§ **Text passage**:
───

Albanian businessman, benefactor and politician

Nikollë Bojaxhiu (c. 1874 – 1919), also known as Nikola Bojaxhiu was an Ottoman Albanian businessman, benefactor, politician and the father of the Roman Catholic nun and missionary Mother Teresa. His company constructed the first theatre in Skopje and participated in the development of the railway line connecting Kosovo with Skopje—a project he personally financed.

An active Albanian rights activist, he was also the only Catholic to be elected to the city council of Skopje. Bojaxhiu died in 1919 in obscure circumstances, which led to reports that attributed his death to poisoning by Serbian agents. His children included Lazar, and Anjezë Bojaxhiu (Mother Teresa).

== Life ==

Nikollë was born into a Kosovar Albanian family in 1874 in Prizren. His parents were Lazar and Çilja Bojaxhiu. Bojaxhiu moved to Skopje in the Kosovo Vilayet (present-day North Macedonia) after 1900, where he first worked as a pharmacist and later became a partner in a construction company. He was a polyglot; as well as Albanian he also spoke French, Italian, Bulgarian, Serbo-Croat and Turkish. In the early 1900s, he married Dranafile Bernai with whom he had three children: Aga (b. 1905), Lazar (b. 1908), and Agnes (b. 1910), with the latter becoming later better known as Mother Teresa. Nikollë Bojaxhiu's company constructed the city's first theater and part of the railway line that connected Skopje with the region of Kosovo. He was also the owner of a wholesale food company and the only Roman Catholic member of the city council of Skopje.

───

§ **Using the information**:
**1.** According to the passage about Nikollë Bojaxhiu, which languages did he speak besides Albanian?
**2.** Retype the passage about Nikollë Bojaxhiu word for word, from "Nikollë Bojaxhiu (c." to "Bojaxhiu (Mother Teresa).".

───

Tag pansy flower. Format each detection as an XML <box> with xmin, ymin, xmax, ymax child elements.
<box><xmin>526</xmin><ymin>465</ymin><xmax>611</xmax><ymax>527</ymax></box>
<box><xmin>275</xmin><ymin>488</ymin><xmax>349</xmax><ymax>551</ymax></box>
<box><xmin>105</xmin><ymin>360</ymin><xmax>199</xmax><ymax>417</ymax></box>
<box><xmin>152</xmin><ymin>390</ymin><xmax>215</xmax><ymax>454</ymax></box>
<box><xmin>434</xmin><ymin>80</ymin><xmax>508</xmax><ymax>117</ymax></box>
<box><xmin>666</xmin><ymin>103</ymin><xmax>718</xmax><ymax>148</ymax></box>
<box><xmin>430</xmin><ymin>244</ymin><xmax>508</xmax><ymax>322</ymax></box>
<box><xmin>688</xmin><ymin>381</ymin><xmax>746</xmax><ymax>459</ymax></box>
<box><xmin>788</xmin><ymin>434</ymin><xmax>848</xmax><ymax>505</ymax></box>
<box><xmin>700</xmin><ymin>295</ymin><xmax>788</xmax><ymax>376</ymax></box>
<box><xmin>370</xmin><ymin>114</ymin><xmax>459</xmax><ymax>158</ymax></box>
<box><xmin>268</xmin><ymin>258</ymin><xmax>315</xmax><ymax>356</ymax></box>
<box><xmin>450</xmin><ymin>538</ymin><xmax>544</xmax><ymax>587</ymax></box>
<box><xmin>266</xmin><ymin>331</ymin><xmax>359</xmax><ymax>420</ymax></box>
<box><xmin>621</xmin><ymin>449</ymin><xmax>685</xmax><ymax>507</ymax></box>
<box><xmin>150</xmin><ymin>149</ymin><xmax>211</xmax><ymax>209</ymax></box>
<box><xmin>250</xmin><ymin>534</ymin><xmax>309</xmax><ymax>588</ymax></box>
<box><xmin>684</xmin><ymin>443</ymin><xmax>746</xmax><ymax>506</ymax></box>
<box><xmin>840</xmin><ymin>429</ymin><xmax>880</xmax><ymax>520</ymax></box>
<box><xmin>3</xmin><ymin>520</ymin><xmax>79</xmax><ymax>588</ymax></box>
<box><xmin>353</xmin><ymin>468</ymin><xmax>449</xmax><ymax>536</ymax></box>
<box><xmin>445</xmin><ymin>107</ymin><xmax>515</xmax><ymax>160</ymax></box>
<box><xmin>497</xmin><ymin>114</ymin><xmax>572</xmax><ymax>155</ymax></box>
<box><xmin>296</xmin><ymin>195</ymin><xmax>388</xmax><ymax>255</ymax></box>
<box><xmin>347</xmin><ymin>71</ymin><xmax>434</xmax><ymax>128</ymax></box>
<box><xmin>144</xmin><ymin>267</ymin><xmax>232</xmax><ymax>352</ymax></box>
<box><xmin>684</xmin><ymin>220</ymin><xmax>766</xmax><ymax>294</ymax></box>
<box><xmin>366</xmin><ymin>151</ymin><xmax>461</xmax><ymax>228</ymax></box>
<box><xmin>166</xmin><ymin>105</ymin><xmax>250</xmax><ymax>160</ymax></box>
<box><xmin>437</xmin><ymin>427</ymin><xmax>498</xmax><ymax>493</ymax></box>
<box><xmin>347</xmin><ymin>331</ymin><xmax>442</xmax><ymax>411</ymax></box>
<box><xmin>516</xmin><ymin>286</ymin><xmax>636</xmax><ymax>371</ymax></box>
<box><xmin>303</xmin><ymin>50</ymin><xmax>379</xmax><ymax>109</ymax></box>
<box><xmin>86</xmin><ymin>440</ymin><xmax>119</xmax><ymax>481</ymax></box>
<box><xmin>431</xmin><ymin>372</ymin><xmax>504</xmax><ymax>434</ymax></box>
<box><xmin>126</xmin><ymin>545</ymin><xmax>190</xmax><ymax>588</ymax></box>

───

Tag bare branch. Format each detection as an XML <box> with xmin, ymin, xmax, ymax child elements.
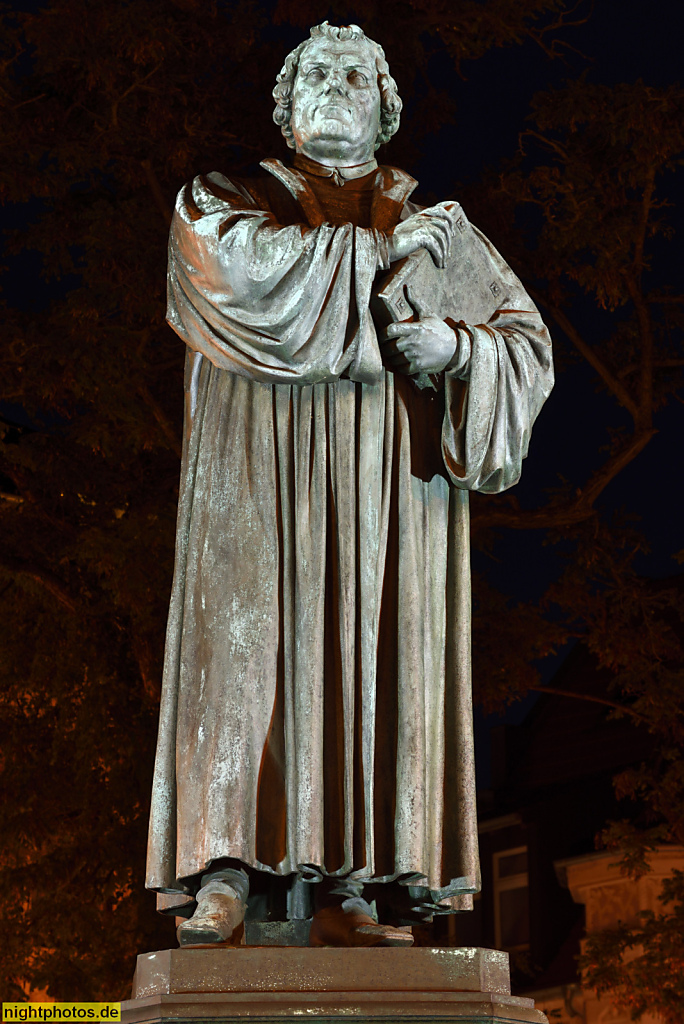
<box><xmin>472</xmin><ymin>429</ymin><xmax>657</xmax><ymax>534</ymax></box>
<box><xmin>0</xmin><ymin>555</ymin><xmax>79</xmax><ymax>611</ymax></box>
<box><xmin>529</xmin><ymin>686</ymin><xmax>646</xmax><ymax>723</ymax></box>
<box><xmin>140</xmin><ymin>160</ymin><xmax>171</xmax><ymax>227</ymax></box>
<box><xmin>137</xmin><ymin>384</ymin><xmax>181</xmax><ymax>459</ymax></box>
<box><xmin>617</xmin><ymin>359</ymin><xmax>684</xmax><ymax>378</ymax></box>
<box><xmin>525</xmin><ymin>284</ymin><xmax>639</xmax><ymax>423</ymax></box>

───

§ **Expected outputs**:
**1.** French, Italian, Bulgarian, Serbo-Croat and Turkish.

**2.**
Nikollë Bojaxhiu (c. 1874 – 1919), also known as Nikola Bojaxhiu was an Ottoman Albanian businessman, benefactor, politician and the father of the Roman Catholic nun and missionary Mother Teresa. His company constructed the first theatre in Skopje and participated in the development of the railway line connecting Kosovo with Skopje—a project he personally financed.

An active Albanian rights activist, he was also the only Catholic to be elected to the city council of Skopje. Bojaxhiu died in 1919 in obscure circumstances, which led to reports that attributed his death to poisoning by Serbian agents. His children included Lazar, and Anjezë Bojaxhiu (Mother Teresa).